▸ **Short exercise**:
Return each of the items below word for word, without the pictures.

▸ **Extracted data**:
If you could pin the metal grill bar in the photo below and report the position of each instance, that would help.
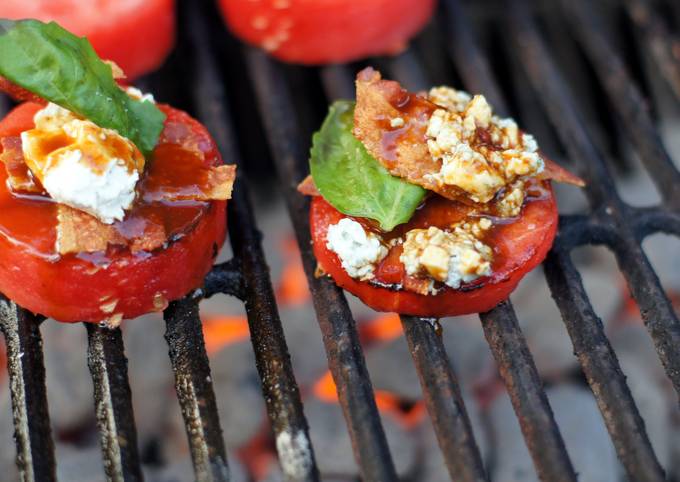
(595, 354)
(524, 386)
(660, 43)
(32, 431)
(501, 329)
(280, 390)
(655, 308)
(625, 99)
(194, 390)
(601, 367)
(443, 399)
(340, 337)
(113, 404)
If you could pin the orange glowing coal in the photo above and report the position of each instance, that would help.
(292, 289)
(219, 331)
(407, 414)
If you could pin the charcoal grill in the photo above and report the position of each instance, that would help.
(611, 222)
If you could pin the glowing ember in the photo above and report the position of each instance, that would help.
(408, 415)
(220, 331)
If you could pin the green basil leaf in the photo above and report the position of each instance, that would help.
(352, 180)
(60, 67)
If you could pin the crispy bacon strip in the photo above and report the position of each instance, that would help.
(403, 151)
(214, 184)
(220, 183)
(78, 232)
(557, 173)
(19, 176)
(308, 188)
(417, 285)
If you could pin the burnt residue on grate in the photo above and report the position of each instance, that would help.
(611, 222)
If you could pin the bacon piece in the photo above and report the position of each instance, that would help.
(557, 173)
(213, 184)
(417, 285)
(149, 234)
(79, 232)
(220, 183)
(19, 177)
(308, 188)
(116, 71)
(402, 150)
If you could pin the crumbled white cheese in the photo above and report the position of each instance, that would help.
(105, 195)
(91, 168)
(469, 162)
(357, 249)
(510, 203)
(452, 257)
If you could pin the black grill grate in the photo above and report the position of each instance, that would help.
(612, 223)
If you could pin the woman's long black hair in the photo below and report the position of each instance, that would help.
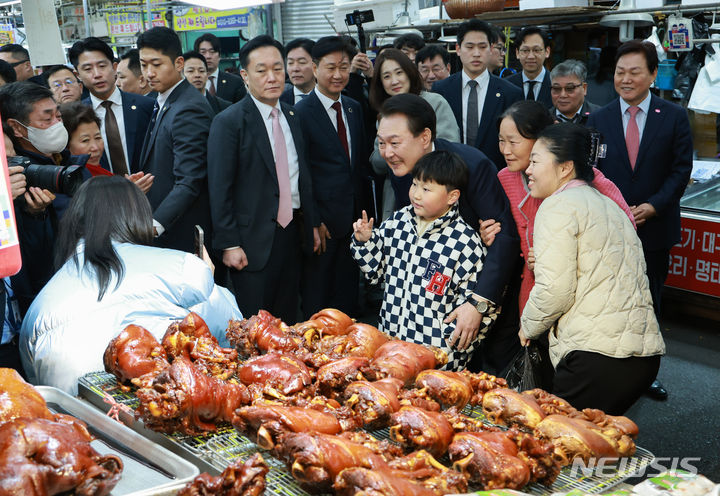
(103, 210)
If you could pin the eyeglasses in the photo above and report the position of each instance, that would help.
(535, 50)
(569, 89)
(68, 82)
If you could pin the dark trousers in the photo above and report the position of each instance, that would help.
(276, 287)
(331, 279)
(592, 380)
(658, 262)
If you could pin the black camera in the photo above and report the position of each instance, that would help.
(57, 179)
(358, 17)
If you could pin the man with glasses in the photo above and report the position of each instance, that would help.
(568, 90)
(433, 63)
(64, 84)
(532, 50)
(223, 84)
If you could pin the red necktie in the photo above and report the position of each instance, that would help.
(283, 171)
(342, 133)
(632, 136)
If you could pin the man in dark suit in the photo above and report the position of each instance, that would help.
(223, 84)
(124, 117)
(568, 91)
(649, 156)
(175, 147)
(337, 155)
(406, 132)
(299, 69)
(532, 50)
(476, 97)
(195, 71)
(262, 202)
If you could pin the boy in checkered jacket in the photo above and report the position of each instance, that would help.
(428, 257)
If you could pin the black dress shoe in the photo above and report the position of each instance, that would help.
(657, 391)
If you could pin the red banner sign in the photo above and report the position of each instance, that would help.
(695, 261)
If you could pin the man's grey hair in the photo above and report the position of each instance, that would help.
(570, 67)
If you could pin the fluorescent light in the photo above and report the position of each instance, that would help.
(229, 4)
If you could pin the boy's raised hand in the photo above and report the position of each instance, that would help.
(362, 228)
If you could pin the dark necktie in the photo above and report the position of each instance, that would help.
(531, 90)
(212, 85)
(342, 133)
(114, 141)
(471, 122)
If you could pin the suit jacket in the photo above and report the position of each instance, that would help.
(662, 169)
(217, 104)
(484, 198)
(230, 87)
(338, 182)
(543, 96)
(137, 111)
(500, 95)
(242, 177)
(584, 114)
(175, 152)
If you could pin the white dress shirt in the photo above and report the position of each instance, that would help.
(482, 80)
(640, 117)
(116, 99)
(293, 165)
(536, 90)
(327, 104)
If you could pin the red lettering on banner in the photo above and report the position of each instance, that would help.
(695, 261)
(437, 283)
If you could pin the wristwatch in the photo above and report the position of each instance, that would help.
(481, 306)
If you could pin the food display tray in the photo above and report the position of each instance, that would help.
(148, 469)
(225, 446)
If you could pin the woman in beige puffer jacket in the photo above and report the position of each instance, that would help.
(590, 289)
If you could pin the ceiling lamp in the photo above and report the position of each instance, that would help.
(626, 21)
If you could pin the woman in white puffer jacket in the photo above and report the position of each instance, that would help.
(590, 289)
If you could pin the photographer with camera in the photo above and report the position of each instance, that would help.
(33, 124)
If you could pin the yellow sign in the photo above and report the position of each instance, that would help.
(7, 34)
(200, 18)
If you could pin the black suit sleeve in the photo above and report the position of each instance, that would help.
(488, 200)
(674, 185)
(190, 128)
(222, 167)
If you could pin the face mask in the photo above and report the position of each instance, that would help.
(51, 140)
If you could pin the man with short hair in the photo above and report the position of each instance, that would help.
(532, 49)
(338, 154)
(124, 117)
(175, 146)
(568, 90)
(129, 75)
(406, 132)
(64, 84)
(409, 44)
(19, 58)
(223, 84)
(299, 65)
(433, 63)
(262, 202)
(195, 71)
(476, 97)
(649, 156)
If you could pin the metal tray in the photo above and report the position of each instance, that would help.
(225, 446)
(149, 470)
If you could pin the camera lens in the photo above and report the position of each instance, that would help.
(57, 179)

▸ **Written response**:
If you could pin the metal grill bar in the photo below and report the position of each instance, that would help.
(595, 354)
(524, 386)
(660, 43)
(32, 431)
(501, 329)
(280, 390)
(655, 308)
(625, 99)
(194, 390)
(601, 367)
(443, 399)
(340, 337)
(113, 404)
If you could pin the orange glowing coal in the photo above and report the position of each instance, that would help.
(292, 289)
(219, 331)
(407, 414)
If you could pin the charcoal grill in the photo above and report the position of each instance, that would help.
(611, 222)
If you could pin the glowing ember in the photo above and report the position of each instance, that would help.
(408, 415)
(220, 331)
If you could pin the green basil leaf in the photo above and report the position of each instance, that would help.
(352, 180)
(60, 67)
If you could pin the crispy bacon strip in the photo above and report the position of each instance, that would help.
(403, 151)
(214, 184)
(220, 183)
(78, 232)
(557, 173)
(19, 176)
(308, 188)
(417, 285)
If you could pin the burnt residue on grate in the photo above and report the position of each instance, that would help.
(611, 222)
If you could pin the bacon piece in the photo above and report the position of each instance, that would help.
(557, 173)
(213, 184)
(417, 285)
(149, 234)
(79, 232)
(220, 183)
(19, 177)
(308, 188)
(116, 71)
(402, 150)
If you could pin the crumbled white cheese in the photo above and report the position of each instance, that would help.
(105, 195)
(91, 168)
(469, 162)
(357, 249)
(510, 203)
(452, 257)
If you could pin the black grill grate in the photo above and report the position of each instance, that would help.
(612, 223)
If you could pin the woman's long black hair in the photo below and report the position of each instance, that would help.
(103, 210)
If you could pin the eyeglasses in the photo above and report the position of each instance, that would help.
(535, 50)
(569, 89)
(68, 82)
If you could pin the dark trousers in the photo above and report the position of each instance, that would help.
(276, 287)
(331, 279)
(592, 380)
(658, 262)
If you could pin the black camera in the photo above and report the position of each instance, that would help.
(57, 179)
(358, 17)
If you could pin the man with glasses in the photo above and report the position of each instance, that would help.
(568, 90)
(433, 63)
(64, 84)
(532, 50)
(223, 84)
If you could pin the red necktie in the photo above and report the position of each instance, that would help.
(283, 171)
(342, 133)
(632, 136)
If you could pin the man in dark suit in the photo above and report the position of each instance, that would help.
(223, 84)
(124, 117)
(568, 91)
(649, 156)
(175, 147)
(337, 155)
(406, 132)
(299, 69)
(532, 50)
(476, 97)
(195, 71)
(262, 202)
If you could pin the boy in checkered jacket in the photo above and report the position of each instance, that would help.
(428, 257)
If you could pin the black dress shoe in the photo above and report the position of each instance, that would help.
(657, 391)
If you could pin the red banner sign in the photo above and report the position of each instance, that would help.
(695, 261)
If you could pin the man's grey hair in the photo above and report the position of each instance, that would help.
(570, 67)
If you could pin the fluorescent light in the photo above and report the position of each instance, that would help.
(229, 4)
If you could pin the boy's raised hand in the photo above and report the position of each instance, that would help.
(362, 228)
If you could pin the dark necktie in the photo above and report the position of each instance, that would help.
(531, 90)
(212, 85)
(342, 133)
(114, 141)
(471, 122)
If you could pin the suit jacket in the photo above and report the position of each instance, that would help.
(662, 169)
(217, 104)
(484, 198)
(230, 87)
(338, 182)
(543, 96)
(137, 111)
(500, 95)
(242, 177)
(584, 114)
(175, 152)
If you could pin the white dress shirt in the photo above and report the position of each instance, that would help.
(482, 80)
(640, 117)
(116, 99)
(293, 165)
(536, 90)
(327, 104)
If you could pin the red lettering on banner in the photo above and report the position of each instance, that would help.
(695, 261)
(437, 283)
If you could pin the wristwatch in the photo above and report the position of each instance, that would help.
(481, 306)
If you could pin the food display tray in the photo above and report the position of each instance, that would help.
(148, 469)
(225, 446)
If you could pin the woman in beige puffer jacket in the photo above and report the position of each instance, that would help.
(590, 289)
If you could pin the ceiling lamp in the photo above and report the position of each instance, that would help.
(626, 21)
If you could pin the woman in white puffer jacket in the photo above and report the position of each instance, that would help.
(590, 289)
If you could pin the photographer with camera in the photo above and report the position of each instance, that would help.
(33, 124)
If you could pin the yellow sign in the photo above and report the position of each instance, that would help.
(7, 34)
(200, 18)
If you could pin the black suit sleeve in the photo above and report the position of each instance, that would help.
(488, 200)
(674, 185)
(190, 128)
(222, 167)
If you could pin the face mask in the photo above and report the position of each instance, that would help.
(51, 140)
If you could pin the man with short hair in the photo above and report the position of each instance, that would help.
(532, 49)
(338, 154)
(124, 117)
(175, 146)
(568, 90)
(129, 75)
(406, 132)
(64, 84)
(409, 44)
(19, 58)
(223, 84)
(299, 65)
(433, 63)
(262, 202)
(195, 71)
(476, 97)
(649, 156)
If you could pin the metal tray in the photo above and report the position of each instance, that would help.
(225, 446)
(149, 470)
If you could pin the camera lens in the photo above and report the position of each instance, that would help.
(57, 179)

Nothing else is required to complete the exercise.